* _Requirements_
List every line in the material below that contains the word "leafy", matching its case.

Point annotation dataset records
== == ==

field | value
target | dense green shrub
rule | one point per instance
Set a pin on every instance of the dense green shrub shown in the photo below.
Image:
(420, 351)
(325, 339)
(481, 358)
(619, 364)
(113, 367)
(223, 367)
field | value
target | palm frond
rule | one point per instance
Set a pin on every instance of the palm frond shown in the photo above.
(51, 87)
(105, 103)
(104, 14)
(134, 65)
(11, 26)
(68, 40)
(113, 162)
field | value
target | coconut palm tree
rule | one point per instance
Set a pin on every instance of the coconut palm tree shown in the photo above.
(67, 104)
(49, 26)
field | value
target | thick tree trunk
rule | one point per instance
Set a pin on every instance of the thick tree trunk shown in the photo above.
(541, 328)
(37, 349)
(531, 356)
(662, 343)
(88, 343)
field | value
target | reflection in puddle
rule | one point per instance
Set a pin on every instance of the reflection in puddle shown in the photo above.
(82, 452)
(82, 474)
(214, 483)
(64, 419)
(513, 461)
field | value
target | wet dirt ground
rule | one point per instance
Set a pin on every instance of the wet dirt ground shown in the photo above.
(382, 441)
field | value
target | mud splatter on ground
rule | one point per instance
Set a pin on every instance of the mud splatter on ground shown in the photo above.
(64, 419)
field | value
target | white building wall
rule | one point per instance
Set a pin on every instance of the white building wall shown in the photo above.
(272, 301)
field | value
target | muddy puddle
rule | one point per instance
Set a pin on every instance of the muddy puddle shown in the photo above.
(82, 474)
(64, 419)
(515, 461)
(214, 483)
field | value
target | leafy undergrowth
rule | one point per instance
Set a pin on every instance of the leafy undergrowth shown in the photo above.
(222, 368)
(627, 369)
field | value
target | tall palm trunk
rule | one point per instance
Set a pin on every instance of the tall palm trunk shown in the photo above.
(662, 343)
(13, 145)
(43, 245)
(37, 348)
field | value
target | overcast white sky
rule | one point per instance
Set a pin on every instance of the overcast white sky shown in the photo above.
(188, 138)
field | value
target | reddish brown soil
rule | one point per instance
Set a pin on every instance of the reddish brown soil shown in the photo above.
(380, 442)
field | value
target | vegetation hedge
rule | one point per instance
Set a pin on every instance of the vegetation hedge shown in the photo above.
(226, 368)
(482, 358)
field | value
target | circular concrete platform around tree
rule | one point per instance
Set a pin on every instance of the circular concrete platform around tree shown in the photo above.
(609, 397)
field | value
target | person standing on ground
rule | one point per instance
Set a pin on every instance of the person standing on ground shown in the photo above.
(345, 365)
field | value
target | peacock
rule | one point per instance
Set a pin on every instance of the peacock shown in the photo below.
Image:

== == ==

* _Worked solution_
target | leafy undergrowth
Set a pin on every instance of the leafy undergrowth shown in the photo above.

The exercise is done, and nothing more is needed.